* **Problems to work on**:
a: Copy word for word the part of the text on lengthening dataset names that opens with the words containing "Example from the" and closes with "output even worse.)".
b: Rewrite the records from their start through the line containing "[[[36,34],[25,27],[15,27],[4,37],[4,43],[6,44],[29,44],[36,42]]]", requests included, with every outline coordinate multiplied by 0.95 and rounded to a whole number, halves up. Give only those lines.

Example from the low-complexity-repeats-remove tool:
<data format="input" name="output"
label="$input.name (without low-complexity repeats)"
Similarly, most of the other tools have a 'label' option in the XML file.
The problem is that after running the workflow, the name of each dataset
becomes longer and longer, and more cumbersome.
Even if I start with a very short name for the initial FASTQ file (e.g.
'AG14'), The other datasets are named like:
AG14 (Fasta) clipped,
AG14 (Fasta) clipped collapsed,
Filter sequences by length on data 5
Filter sequences by length on data 5 (without low complexity repeats)
(The filter-sequences-by-length tool doesn't have a 'label' option with
makes the output even worse.)
I would like each data set to have a 'tag' - a short name which is
carried over from one dataset to the next, without taking the entire
dataset's name. This 'tag' is usually just the name of the initial dataset.

* **Dataset content**:
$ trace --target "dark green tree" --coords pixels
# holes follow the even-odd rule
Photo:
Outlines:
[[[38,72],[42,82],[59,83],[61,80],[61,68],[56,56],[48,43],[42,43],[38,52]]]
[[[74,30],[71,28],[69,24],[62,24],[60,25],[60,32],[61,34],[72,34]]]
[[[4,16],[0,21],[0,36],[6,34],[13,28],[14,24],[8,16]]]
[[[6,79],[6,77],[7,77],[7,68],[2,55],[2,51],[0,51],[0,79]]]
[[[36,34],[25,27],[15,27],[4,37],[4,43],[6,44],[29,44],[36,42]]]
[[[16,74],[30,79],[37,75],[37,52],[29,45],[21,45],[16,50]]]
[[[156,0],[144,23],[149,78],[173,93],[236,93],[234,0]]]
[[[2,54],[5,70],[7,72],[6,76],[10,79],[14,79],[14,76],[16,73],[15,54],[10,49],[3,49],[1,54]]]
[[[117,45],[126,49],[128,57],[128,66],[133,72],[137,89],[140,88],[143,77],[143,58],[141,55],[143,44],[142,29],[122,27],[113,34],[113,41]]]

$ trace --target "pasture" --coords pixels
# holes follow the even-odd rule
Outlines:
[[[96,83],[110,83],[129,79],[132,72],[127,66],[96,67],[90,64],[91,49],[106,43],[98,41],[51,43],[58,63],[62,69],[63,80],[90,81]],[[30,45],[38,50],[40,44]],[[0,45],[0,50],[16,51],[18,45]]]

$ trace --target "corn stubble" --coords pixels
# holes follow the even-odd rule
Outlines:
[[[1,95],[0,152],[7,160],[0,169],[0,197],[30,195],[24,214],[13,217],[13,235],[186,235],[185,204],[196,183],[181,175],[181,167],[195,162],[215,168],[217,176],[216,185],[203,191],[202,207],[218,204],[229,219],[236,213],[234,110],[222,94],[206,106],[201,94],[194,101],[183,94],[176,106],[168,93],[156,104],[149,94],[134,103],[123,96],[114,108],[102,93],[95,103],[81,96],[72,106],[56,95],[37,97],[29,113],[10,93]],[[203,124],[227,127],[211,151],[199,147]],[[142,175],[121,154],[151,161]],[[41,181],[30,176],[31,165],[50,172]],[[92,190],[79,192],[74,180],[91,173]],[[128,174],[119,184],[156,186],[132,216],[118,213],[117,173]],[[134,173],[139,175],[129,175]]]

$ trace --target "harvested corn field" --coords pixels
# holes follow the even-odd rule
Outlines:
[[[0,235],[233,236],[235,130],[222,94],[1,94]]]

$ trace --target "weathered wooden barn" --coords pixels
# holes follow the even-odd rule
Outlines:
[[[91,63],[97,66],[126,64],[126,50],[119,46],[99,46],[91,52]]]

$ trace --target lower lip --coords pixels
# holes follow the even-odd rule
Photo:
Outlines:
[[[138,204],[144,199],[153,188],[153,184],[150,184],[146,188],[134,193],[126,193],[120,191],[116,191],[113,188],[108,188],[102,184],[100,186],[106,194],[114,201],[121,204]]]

* **Task-by-task outputs**:
a:
Example from the low-complexity-repeats-remove tool:
<data format="input" name="output"
label="$input.name (without low-complexity repeats)"
Similarly, most of the other tools have a 'label' option in the XML file.
The problem is that after running the workflow, the name of each dataset
becomes longer and longer, and more cumbersome.
Even if I start with a very short name for the initial FASTQ file (e.g.
'AG14'), The other datasets are named like:
AG14 (Fasta) clipped,
AG14 (Fasta) clipped collapsed,
Filter sequences by length on data 5
Filter sequences by length on data 5 (without low complexity repeats)
(The filter-sequences-by-length tool doesn't have a 'label' option with
makes the output even worse.)

b:
$ trace --target "dark green tree" --coords pixels
# holes follow the even-odd rule
Photo:
Outlines:
[[[36,68],[40,78],[56,79],[58,76],[58,65],[53,53],[46,41],[40,41],[36,49]]]
[[[70,29],[67,27],[66,23],[59,23],[57,24],[57,30],[58,32],[68,32]]]
[[[4,15],[0,20],[0,34],[6,32],[12,27],[13,23],[8,15]]]
[[[6,75],[6,73],[7,73],[7,65],[2,52],[2,48],[0,48],[0,75]]]
[[[34,32],[24,26],[14,26],[4,35],[4,41],[6,42],[28,42],[34,40]]]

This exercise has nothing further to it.